WHAT THE EXERCISE ASKS: Rewrite the entries from the line containing "If you would be so good as to mark the forearm" through the last line of the entries, both ends included, with every request unchanged. Shift each x and y coordinate in the answers up by 14.

─── DATA IN THIS EXERCISE

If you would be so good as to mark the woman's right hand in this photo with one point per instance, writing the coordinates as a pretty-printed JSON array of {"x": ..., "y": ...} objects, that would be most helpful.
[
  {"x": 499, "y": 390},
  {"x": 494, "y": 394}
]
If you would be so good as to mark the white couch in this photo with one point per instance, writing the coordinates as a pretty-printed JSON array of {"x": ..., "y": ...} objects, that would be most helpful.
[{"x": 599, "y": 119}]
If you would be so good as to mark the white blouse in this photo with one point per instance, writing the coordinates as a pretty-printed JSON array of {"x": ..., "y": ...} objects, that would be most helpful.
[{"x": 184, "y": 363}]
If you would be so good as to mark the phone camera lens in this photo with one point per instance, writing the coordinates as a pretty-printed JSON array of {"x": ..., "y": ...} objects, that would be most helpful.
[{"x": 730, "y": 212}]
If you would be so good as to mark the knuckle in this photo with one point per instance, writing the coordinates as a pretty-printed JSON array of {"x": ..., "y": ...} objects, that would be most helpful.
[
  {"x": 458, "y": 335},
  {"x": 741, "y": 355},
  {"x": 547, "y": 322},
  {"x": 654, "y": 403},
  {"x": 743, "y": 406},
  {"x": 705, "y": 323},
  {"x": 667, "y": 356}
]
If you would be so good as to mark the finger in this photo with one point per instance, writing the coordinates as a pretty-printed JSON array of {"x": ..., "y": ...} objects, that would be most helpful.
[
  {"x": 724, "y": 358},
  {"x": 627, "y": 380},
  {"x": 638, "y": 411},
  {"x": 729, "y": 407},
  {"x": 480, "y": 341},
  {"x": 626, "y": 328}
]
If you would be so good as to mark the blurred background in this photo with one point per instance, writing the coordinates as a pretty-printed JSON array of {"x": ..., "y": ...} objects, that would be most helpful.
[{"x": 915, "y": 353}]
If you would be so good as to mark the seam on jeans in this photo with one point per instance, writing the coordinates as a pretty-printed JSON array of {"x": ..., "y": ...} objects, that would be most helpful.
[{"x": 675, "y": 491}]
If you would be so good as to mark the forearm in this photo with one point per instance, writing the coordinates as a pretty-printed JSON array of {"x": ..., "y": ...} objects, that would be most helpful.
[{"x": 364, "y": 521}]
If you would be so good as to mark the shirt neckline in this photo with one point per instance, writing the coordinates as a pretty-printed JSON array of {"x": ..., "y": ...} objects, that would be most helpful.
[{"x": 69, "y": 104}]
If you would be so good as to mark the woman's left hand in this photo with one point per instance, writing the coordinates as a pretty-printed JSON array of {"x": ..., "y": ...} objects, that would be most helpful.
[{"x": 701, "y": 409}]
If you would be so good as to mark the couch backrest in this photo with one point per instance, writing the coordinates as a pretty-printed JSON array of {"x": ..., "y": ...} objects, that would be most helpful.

──────

FINISHED EXERCISE:
If you would be so good as to mark the forearm in this photo with one point per instance, writing the coordinates as a pretty-printed JSON array of {"x": ..., "y": ...} objects, that would be most helpful.
[{"x": 378, "y": 535}]
If you would be so good as to mark the shirt neckline in this photo with one point per instance, writing the coordinates as a pretty-printed JSON array of {"x": ..., "y": ...} objects, that would be most helpful.
[{"x": 83, "y": 118}]
If you would be so good as to mark the woman's left hand in this photo with one point per instance, writing the coordinates as a pretty-printed JSON array of {"x": ..., "y": ...} objects, that would be most helpful.
[{"x": 715, "y": 423}]
If you would be so good as to mark the couch backrest in this photo with one point per instance, writing the coordinates as a pretty-printed JSON array of {"x": ..., "y": ...} objects, that would be most helpful.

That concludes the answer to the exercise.